» **DATA PROVIDED**:
# # # # #

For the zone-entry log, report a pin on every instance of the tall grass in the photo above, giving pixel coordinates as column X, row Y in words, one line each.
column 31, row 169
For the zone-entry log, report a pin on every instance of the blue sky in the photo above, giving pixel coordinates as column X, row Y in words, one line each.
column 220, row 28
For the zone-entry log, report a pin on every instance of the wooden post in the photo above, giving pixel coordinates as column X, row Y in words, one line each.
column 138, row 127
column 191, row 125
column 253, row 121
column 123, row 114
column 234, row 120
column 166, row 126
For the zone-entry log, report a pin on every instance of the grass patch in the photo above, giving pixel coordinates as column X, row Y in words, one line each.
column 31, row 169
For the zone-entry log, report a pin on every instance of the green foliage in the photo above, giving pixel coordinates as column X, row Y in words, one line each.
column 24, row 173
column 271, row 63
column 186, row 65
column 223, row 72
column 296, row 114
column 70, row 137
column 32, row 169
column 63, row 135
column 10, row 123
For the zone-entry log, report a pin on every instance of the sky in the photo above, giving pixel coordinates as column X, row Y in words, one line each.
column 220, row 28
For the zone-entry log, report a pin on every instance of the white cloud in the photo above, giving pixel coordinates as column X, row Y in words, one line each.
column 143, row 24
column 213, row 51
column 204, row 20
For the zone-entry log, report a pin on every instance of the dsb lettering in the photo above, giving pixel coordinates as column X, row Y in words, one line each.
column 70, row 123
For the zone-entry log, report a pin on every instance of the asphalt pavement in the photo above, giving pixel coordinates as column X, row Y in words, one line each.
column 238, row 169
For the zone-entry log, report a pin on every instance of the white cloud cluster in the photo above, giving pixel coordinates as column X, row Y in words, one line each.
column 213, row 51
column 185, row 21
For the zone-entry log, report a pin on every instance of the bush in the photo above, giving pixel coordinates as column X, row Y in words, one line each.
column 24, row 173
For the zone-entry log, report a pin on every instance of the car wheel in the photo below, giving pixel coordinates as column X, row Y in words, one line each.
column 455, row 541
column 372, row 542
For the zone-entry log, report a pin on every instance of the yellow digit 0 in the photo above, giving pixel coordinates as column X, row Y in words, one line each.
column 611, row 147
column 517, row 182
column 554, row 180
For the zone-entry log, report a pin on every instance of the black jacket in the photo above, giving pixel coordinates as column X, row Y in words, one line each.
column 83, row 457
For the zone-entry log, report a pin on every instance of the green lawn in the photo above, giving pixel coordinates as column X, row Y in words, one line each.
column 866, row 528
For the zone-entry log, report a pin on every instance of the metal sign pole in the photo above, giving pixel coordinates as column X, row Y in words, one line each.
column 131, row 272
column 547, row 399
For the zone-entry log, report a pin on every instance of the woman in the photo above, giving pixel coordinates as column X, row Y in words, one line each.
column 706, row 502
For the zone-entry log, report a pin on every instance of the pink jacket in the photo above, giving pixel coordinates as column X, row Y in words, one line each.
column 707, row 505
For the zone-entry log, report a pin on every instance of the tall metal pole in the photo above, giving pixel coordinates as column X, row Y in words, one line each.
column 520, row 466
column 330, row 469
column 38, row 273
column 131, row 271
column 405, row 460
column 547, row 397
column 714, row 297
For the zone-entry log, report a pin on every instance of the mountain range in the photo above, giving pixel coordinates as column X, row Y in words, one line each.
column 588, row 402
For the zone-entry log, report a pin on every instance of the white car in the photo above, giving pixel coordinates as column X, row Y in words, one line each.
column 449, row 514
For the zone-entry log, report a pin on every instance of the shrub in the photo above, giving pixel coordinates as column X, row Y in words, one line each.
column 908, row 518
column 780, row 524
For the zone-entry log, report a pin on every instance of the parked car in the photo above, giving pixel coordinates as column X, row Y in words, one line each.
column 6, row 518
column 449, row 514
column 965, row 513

# # # # #

Reproduce every one of the records above verbatim.

» **WRITTEN SOLUTION**:
For the zone-entry log, report a pin on every instance of the tall grass in the photo above, giving pixel coordinates as column X, row Y in words, one line each.
column 31, row 169
For the zone-entry log, report a pin on every instance of the blue sky in the photo above, giving pixel coordinates as column X, row Y in words, one line each.
column 220, row 28
For the zone-entry log, report a pin on every instance of the wooden post in the photo above, giving pixel coordinates as column X, row Y in words, one line each.
column 138, row 127
column 191, row 125
column 253, row 121
column 123, row 114
column 234, row 120
column 166, row 126
For the zone-entry log, report a pin on every instance of the grass patch in the photo above, giving pixel coordinates as column X, row Y in words, one line each.
column 31, row 169
For the zone-entry log, report a pin on every instance of the green foliage in the photo above, giving pixel coordinates as column X, row Y in words, one line each.
column 24, row 173
column 271, row 63
column 186, row 65
column 223, row 72
column 296, row 114
column 70, row 137
column 32, row 169
column 63, row 135
column 10, row 123
For the zone-entry log, report a pin on every instance of the sky in the photo above, giving pixel coordinates as column X, row Y in words, one line each.
column 220, row 28
For the zone-entry log, report a pin on every instance of the white cloud in the photo above, giving pixel coordinates as column X, row Y in words, one line each.
column 143, row 24
column 213, row 51
column 204, row 20
For the zone-entry log, report a pin on every instance of the dsb lettering in the photo above, giving pixel coordinates as column X, row Y in words, one line each.
column 70, row 123
For the zone-entry log, report a pin on every instance of the asphalt pavement in the photo above, giving pixel coordinates as column X, row Y in words, one line each.
column 238, row 169
For the zone-entry log, report a pin on every instance of the white cloud cluster in the photo above, giving pixel coordinates as column X, row Y in words, one line each.
column 213, row 51
column 185, row 21
For the zone-entry log, report a pin on every instance of the bush in the photo above, giving pixel coordinates as column X, row Y in words, one line each.
column 24, row 173
For the zone-entry log, report a pin on every instance of the car wheel in the photo below, giving pixel coordinates as column X, row Y in words, one line each.
column 455, row 541
column 372, row 542
For the zone-entry log, report a pin on every instance of the yellow digit 0 in the photo above, giving pixel coordinates as column X, row Y in words, one line each.
column 611, row 147
column 517, row 182
column 554, row 180
For the zone-entry log, report a pin on every instance of the black jacket in the photo above, giving pixel coordinates as column X, row Y in words, one line each.
column 83, row 457
For the zone-entry log, report a pin on every instance of the green lawn in the photo above, giving pixel coordinates as column X, row Y in words, one line each.
column 866, row 528
For the zone-entry log, report a pin on every instance of the metal sign pole in the photo above, giving pixel coordinates as column X, row Y in words, one line each.
column 131, row 272
column 547, row 399
For the zone-entry log, report a pin on every instance of the woman in the photo above, giving pixel coordinates as column X, row Y in words, one line each.
column 706, row 502
For the zone-entry log, report a pin on every instance of the pink jacket in the photo above, giving pixel coordinates as column X, row Y in words, one line each.
column 707, row 505
For the zone-entry log, report a pin on every instance of the tall metal pole in the photo above, giving pixel coordinates as column X, row Y in words, one line each.
column 520, row 466
column 330, row 469
column 38, row 273
column 131, row 271
column 405, row 460
column 547, row 397
column 714, row 297
For the zone-entry log, report a pin on every instance of the mountain range in the photo above, giving pixel coordinates as column X, row Y in words, one line each.
column 588, row 402
For the zone-entry log, report a pin on every instance of the white car in the photo above, giving pixel coordinates as column X, row Y in words, one line each.
column 449, row 514
For the zone-entry log, report a pin on every instance of the shrub in the photo above, giving pixel coordinates as column X, row Y in words, one line each.
column 908, row 518
column 780, row 524
For the zone-entry log, report a pin on every instance of the parked car in the photo above, giving pixel coordinates as column X, row Y in words, one line each.
column 6, row 518
column 449, row 514
column 965, row 513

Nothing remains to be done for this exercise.